**Aim of the task:**
Nothing but the lines from the one that contains "Mark one point on each instance of the green stem" to the end of the records should be printed, both ends included, exactly as given.

START Dataset extract

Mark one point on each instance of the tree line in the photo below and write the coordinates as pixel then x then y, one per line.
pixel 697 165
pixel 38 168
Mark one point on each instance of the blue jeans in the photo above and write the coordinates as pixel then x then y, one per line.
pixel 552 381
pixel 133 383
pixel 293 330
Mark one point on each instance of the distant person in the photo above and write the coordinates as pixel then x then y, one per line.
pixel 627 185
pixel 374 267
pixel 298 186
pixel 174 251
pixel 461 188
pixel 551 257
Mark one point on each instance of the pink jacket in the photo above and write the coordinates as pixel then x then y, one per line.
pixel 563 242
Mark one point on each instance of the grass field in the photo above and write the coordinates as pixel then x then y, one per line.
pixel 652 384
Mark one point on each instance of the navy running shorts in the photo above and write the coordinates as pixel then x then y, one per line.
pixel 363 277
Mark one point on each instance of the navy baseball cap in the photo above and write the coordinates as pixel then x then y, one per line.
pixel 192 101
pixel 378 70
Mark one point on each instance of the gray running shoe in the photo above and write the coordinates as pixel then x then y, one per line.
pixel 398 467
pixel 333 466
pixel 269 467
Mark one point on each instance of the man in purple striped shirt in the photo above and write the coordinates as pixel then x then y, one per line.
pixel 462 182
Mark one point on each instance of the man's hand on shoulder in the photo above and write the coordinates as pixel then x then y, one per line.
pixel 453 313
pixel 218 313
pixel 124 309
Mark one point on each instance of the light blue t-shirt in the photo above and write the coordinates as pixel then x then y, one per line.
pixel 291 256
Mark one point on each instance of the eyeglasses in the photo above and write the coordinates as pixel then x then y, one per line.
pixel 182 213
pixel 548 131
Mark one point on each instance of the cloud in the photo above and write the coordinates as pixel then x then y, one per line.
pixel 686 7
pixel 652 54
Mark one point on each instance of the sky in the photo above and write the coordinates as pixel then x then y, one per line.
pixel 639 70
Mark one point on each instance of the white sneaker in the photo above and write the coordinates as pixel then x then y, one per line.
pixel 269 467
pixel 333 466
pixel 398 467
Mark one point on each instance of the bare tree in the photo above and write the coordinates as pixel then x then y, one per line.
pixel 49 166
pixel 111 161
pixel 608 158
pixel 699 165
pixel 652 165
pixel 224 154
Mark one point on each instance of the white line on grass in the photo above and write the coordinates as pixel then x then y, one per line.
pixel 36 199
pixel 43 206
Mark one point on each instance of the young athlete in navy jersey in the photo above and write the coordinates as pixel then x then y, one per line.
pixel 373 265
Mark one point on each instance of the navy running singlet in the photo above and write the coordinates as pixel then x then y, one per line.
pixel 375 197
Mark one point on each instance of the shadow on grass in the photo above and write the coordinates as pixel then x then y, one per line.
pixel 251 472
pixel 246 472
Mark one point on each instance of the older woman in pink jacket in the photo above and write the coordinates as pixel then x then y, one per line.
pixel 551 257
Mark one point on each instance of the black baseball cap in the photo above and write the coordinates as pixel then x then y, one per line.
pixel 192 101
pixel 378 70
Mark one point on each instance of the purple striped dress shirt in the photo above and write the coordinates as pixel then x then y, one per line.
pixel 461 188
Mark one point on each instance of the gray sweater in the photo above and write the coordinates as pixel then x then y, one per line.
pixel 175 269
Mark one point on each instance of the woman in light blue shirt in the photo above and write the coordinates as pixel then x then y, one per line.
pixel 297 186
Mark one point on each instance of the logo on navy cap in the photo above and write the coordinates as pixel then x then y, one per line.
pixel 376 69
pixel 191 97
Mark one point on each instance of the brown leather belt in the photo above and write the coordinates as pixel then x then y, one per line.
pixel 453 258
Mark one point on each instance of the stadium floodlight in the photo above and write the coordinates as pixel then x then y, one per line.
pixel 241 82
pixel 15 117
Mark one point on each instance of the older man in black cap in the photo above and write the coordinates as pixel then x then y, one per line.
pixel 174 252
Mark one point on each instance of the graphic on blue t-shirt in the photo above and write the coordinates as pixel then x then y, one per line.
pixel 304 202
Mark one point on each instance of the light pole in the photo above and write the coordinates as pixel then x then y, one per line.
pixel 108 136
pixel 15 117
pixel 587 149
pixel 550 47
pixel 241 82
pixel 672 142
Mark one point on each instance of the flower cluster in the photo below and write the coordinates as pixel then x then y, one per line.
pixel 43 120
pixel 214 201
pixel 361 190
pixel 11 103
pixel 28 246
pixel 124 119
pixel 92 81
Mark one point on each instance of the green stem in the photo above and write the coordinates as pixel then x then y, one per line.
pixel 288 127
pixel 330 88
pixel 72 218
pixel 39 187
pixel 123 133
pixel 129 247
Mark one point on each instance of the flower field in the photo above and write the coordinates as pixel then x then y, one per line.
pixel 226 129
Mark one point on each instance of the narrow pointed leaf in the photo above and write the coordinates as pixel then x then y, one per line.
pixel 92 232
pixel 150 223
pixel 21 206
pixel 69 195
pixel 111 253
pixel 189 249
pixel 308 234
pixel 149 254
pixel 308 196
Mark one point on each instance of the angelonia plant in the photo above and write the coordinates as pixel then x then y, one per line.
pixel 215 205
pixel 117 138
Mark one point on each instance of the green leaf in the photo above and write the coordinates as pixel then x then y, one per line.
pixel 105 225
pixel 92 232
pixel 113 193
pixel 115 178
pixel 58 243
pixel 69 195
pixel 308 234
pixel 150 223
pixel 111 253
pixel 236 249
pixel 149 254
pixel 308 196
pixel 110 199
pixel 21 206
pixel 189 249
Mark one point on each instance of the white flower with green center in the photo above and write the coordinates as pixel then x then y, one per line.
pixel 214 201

END Dataset extract

**Response:**
Mark one point on each instance of the green stem in the photo above and write the coordinates as pixel then x then y, one per line.
pixel 288 127
pixel 330 88
pixel 72 218
pixel 39 187
pixel 123 133
pixel 129 247
Mark one point on each instance of the flower field in the photo above and write the coordinates as pixel then x then y, one per line.
pixel 226 129
Mark one point on each instance of the narrow pointed leaf in the photo above and write the coordinates as pixel then x then y, one per line.
pixel 92 232
pixel 150 223
pixel 21 206
pixel 69 195
pixel 111 253
pixel 189 249
pixel 308 234
pixel 149 254
pixel 308 196
Mark one point on each instance of the angelonia plant in the photo above and write the coordinates as pixel then x then y, one per line.
pixel 215 205
pixel 117 138
Mark one point on each instance of the green leaf in the photo above and write the coordinates as pixel then x then y, one per line.
pixel 105 225
pixel 92 232
pixel 113 193
pixel 115 178
pixel 58 243
pixel 69 195
pixel 308 234
pixel 150 223
pixel 111 253
pixel 236 249
pixel 149 254
pixel 308 196
pixel 110 199
pixel 21 206
pixel 189 249
Mark one point on each instance of the white flower with green center in the photo above and write the coordinates as pixel then x then y, one per line.
pixel 214 201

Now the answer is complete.